> **BRIEF**: Present every line of the records below as a numbered list, omitting blank lines and leaving out the pictures.

> **GIVEN DATA**:
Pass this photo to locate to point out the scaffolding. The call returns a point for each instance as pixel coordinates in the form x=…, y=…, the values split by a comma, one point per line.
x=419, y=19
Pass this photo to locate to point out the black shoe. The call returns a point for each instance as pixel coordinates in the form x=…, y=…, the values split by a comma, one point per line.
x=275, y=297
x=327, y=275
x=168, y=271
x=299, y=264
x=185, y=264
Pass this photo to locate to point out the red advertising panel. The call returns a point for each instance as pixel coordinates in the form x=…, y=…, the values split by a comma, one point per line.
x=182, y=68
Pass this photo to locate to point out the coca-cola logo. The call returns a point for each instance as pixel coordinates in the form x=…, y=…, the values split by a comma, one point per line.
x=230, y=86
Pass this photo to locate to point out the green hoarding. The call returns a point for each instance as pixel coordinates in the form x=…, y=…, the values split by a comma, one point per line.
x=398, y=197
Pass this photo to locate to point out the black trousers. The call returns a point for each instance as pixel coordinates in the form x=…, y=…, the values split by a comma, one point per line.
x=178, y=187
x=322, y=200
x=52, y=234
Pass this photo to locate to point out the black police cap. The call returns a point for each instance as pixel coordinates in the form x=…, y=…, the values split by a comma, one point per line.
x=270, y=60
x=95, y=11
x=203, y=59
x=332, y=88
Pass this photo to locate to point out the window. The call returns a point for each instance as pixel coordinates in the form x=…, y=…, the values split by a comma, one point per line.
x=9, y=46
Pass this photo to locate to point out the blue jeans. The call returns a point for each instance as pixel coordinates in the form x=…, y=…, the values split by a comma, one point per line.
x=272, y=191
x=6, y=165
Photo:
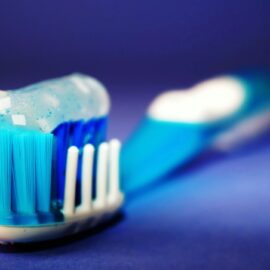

> **TASK OUTPUT**:
1. Pass this photo to locate to point out the scaffolding. The call returns a point for each instance as pixel coordinates in the form x=…, y=…, the values split by a comma, one point per line.
2. x=419, y=19
3. Pass this photo to locate to point out the black shoe. The call returns a point for each instance as pixel coordinates in the form x=…, y=…, the values split by a comma, one point per line.
4. x=275, y=297
5. x=327, y=275
6. x=168, y=271
7. x=299, y=264
8. x=185, y=264
9. Pass this photo to locate to point out the red advertising panel. The call returns a point for each instance as pixel coordinates in the form x=…, y=…, the values split by a comma, one point per line.
10. x=182, y=68
11. Pass this photo to locate to point out the coca-cola logo. The call returns a point for each instance as pixel coordinates in the form x=…, y=…, the values split by a comma, one point per line.
12. x=230, y=86
13. Pass this photo to locate to point out the green hoarding. The call returns a point for each instance as pixel coordinates in the form x=…, y=…, the values split by a comma, one point per line.
14. x=398, y=197
15. Pass this photo to locate to point out the black trousers. The call returns a point for each instance as pixel coordinates in the form x=…, y=…, the values split by a comma, one point per line.
16. x=178, y=187
17. x=322, y=200
18. x=52, y=234
19. Pass this photo to locate to point out the black police cap. The call returns a point for each instance as pixel coordinates in the form x=…, y=…, the values split by a comma, one point per line.
20. x=270, y=60
21. x=95, y=11
22. x=203, y=59
23. x=332, y=88
24. Pass this photo to locate to point out the window. The call returns a point for each instance as pixel coordinates in the form x=…, y=…, the values split by a comma, one point per line.
25. x=9, y=46
26. Pass this photo to locate to point out the blue jeans. The call returns a point for each instance as pixel coordinates in the form x=…, y=…, the values split by a comma, one point per line.
27. x=272, y=191
28. x=6, y=165
29. Photo:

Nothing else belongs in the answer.